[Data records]
***
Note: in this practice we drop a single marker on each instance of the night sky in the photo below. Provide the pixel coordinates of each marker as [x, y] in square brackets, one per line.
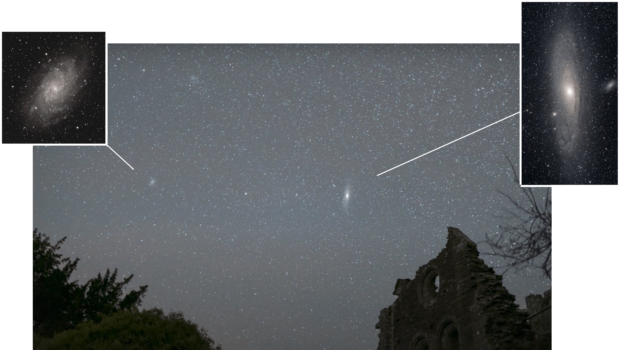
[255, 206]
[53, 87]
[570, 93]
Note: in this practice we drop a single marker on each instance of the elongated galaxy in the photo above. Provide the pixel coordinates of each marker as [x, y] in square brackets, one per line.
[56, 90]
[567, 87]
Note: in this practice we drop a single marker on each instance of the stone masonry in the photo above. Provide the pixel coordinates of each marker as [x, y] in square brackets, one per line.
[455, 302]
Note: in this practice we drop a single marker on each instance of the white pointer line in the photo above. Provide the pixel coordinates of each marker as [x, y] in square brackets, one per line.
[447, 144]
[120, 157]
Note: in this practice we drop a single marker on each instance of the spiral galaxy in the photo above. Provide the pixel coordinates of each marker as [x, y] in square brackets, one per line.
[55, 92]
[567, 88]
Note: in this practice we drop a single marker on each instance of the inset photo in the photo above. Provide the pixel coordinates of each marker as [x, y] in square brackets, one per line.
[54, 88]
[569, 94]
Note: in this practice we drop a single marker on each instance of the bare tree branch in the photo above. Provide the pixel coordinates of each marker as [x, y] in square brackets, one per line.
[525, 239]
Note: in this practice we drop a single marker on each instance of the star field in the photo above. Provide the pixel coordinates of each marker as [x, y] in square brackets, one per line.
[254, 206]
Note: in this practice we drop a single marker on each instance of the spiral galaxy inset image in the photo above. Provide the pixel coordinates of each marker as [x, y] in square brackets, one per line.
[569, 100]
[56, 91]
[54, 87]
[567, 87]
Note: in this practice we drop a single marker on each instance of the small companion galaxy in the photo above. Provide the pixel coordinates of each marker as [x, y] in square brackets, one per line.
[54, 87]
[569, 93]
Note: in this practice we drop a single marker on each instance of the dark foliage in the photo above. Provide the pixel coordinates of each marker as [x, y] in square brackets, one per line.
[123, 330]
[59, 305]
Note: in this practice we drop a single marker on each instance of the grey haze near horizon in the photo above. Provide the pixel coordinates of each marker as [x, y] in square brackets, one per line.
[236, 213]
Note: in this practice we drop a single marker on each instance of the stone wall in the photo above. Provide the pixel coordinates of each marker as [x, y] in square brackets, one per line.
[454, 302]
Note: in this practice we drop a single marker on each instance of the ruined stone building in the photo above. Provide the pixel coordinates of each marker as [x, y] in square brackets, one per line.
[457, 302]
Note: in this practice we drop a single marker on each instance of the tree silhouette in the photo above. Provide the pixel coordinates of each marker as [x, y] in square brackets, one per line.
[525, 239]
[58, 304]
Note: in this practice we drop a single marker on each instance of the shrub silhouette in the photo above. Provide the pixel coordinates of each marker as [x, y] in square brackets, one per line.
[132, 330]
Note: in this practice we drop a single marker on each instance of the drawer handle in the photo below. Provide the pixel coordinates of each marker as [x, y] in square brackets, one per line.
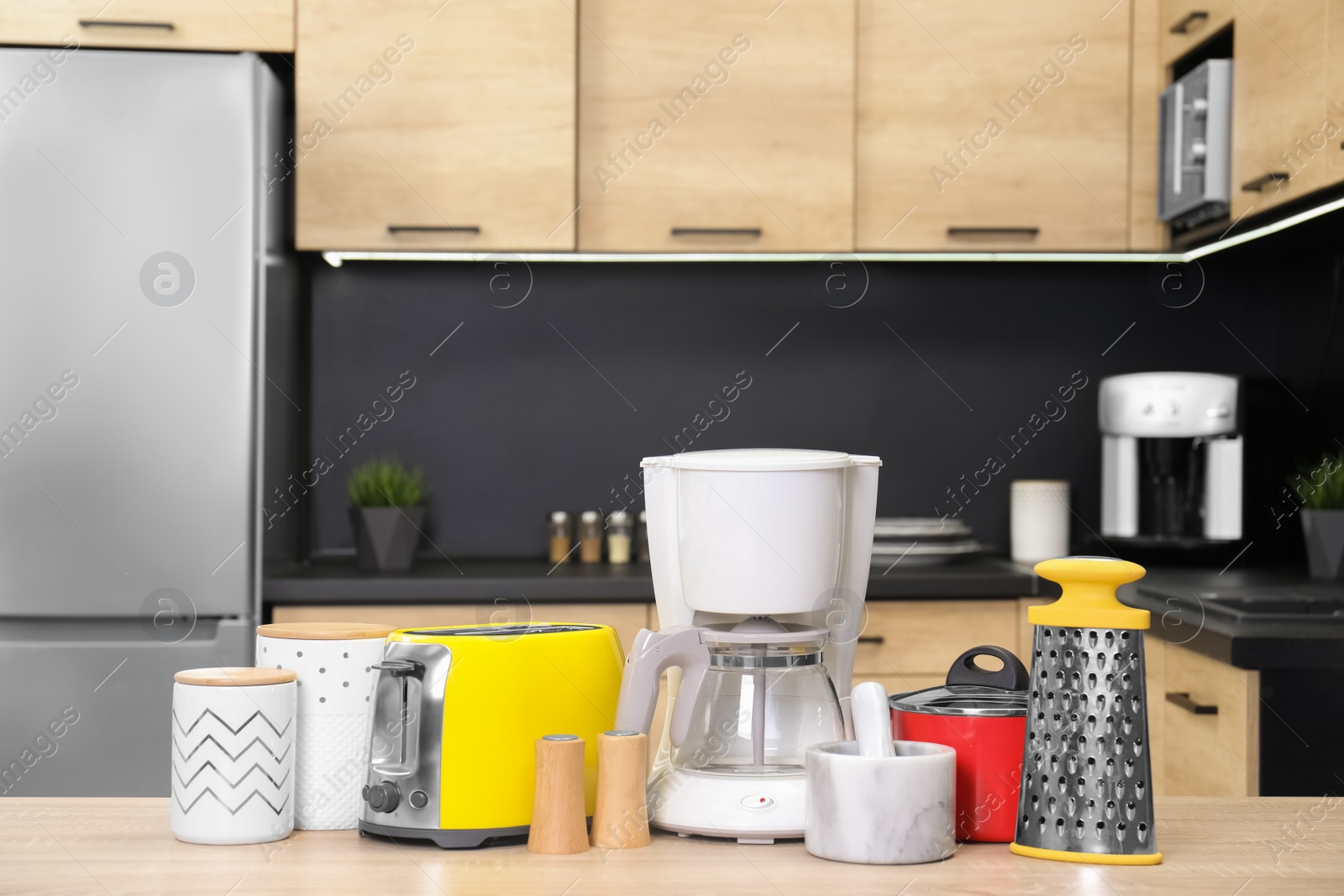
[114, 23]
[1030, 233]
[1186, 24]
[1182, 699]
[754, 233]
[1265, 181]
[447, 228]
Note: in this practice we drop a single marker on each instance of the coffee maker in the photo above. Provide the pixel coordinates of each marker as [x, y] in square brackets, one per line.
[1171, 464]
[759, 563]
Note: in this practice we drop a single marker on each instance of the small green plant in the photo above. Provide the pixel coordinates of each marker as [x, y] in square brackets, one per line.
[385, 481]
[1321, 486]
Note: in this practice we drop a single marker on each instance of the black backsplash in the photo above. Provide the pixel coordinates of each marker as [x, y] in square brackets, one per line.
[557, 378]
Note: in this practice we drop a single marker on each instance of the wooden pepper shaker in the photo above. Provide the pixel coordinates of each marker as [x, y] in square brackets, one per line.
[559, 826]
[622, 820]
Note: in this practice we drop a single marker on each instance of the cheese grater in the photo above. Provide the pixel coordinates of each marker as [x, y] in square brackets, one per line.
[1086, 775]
***
DIRECTIONS FOR THIS TASK – Repeat the records above exactly, omitting every picture.

OUTPUT OF THE EXERCISE –
Note: in this practice we drop a single marker on each instance of the night sky in the photo below. Provide the pixel coordinates of each marker as [x, y] in square brackets, one per line.
[255, 206]
[53, 87]
[570, 93]
Note: in this practice we drop a single marker on each instance of the elongated galaxy in the photo above. Provide the pixel coordinates of each marker as [x, y] in square brackets, one per line.
[56, 90]
[567, 87]
Note: in this practice we drop a single marker on each instance of the stone masonry in the photo above. Provide the pixel coordinates of each marker as [x, y] in square brackets, one per line.
[455, 302]
Note: in this practice we drop a single marker on each instance of the white pointer line in the photo above. Provide the pixel coordinates of each marker as [x, y] in square brackets, one per line.
[447, 144]
[120, 157]
Note: in this practice we drop a single marker on each instance of the spiral galaxy in the photo above. Provide the pixel coordinates of each marker as [x, y] in square brackets, one per line.
[55, 92]
[567, 88]
Note: in this practice we drop a single marker on each instance of the inset photo in the photo above. Provide the pixel coordinates of each marker as [x, y] in square brackets, one per line.
[54, 88]
[569, 94]
Note: in this practice we drop a single marker on each instance of the bare tree branch in the photo above. Provide the pixel coordinates of each marker as [x, y] in square brackets, one per line.
[525, 239]
Note: in this practice we drop a single marker on each instance of the star field in the photo above. Provide the pixel coordinates of each marker as [x, y] in square brackets, one per line.
[254, 206]
Note: in this practice we drop a single marker on each instance of the spiral galaxy inset image in the photo above. Provide the pixel coordinates of each marker as [x, y] in square brackets, one per line.
[569, 100]
[56, 91]
[54, 87]
[567, 87]
Note: in this practice we drop a single marker on each instance of the small companion galaxy in the photo above. Provide the pixel coordinates of each marker as [x, y] in square brackets, one per line.
[54, 87]
[569, 93]
Note: in this practice we drop a single marker on each instance of the dark foliage in the photo above. Provide the pixel coordinates of each marker as [x, y] in square brackets, one per line.
[123, 330]
[59, 305]
Note: in this practice we drop a single marker on each instance of the grey haze near horizon in the photo above. Provide the pixel coordinates of each marker as [x, y] in square brackets, one per line.
[236, 213]
Note: in this practice we drop a single marker on each instance of the stone wall in the photo above. Provide the pixel coordinates of each marker as [x, y] in square brackets, one per line.
[454, 302]
Note: in this practice we drop a single marker on each instance of the ruined stone building in the photo above. Provide the pixel coordinates of each marker as [x, y] in square brackets, one per line.
[457, 302]
Note: in this practice we drop a single marker on each instance of the tree silhouette in the photo above. Provide the pixel coordinates of each marker as [x, y] in square brackets, one per line.
[525, 239]
[58, 304]
Note: in this practice we drop a single marker on each instance of the shrub silhouette in the photo above. Provide the pixel coordinates of each marker as [x, y] in square brackets, one per line.
[132, 330]
Note: in this practice we drop a single marker on each instance of the drawer handle in the photo below. Provide the pixel coordinates of each marker as [x, y] in square brackets, one per line.
[114, 23]
[1030, 233]
[1186, 24]
[1182, 699]
[754, 233]
[1265, 181]
[447, 228]
Note: in this practice we drop a single marker on each instance of the coffee maker in the photo above. Provide the pixel coordinates of each marker as [x, y] in square brackets, one per line.
[1171, 464]
[759, 563]
Note: in this practice we drop a single marker on each instance of the small green plant in the photo above. Provide the pixel coordinates of each marker as [x, y] in square brackets, one per line.
[385, 481]
[1321, 486]
Note: in this practice we drop a single marker on each instance of the black backsplash in the photo above. Provide the pixel coordinates of each marker as [x, y] in square brackets, one per line.
[557, 378]
Note: in this practice we drop a single marker on each instance of the wooden pepper shaker in the photo above. Provide the pixel coordinates of each marker as [x, y] in square brackets, one per line.
[559, 826]
[622, 820]
Note: in this practice we drop a single marker on each instance of the cheese grater in the photo above. Provide the pixel coordinates of each marker as [x, y] in square brackets, one per line.
[1086, 775]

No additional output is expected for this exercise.